= EXERCISE INPUTS =
========

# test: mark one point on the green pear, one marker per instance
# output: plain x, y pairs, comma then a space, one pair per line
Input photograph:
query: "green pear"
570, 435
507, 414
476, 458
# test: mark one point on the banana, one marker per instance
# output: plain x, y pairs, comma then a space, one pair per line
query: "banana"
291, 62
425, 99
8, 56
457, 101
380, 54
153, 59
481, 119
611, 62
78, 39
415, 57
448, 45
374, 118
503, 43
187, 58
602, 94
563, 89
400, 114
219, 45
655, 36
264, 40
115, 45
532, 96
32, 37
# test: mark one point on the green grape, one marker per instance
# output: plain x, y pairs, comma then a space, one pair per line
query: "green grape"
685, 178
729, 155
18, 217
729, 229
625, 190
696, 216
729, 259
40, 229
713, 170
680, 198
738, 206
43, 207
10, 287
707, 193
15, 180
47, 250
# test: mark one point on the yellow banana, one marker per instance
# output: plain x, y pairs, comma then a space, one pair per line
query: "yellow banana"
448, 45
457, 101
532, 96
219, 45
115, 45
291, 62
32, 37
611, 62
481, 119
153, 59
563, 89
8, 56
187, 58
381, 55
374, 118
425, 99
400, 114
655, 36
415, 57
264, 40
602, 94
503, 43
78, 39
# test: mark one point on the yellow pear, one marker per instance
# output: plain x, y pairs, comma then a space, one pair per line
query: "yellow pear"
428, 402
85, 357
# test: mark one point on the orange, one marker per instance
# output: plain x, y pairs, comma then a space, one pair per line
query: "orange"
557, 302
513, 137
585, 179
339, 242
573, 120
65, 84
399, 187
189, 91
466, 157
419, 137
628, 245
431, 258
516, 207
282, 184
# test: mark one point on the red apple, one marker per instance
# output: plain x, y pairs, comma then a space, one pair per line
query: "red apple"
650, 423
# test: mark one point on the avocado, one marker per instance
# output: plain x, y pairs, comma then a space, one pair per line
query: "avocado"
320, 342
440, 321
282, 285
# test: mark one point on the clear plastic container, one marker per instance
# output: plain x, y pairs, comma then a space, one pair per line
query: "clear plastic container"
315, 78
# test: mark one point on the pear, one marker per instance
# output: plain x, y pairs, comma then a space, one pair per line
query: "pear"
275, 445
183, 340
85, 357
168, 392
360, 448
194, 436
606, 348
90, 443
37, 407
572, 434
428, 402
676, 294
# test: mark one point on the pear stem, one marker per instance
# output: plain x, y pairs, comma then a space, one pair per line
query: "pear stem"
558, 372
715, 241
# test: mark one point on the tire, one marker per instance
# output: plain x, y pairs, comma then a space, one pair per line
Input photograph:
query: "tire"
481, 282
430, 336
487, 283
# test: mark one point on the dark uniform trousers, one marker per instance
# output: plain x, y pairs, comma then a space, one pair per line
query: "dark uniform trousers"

========

= TASK BRIEF =
Beginning with the line that contains "# test: mark one point on the tire, one", output each line of the listing above through the last one, exactly and with nothing added.

= OUTPUT FOR THIS TASK =
# test: mark one point on the tire, one marker per instance
# output: plain x, y pairs, comma then a space, one pair per line
Input photograph:
query: "tire"
481, 282
430, 336
487, 283
# test: mark one point on the dark uniform trousers, one marker per instance
# output: plain x, y pairs, comma then a space, one pair per line
query: "dark uniform trousers"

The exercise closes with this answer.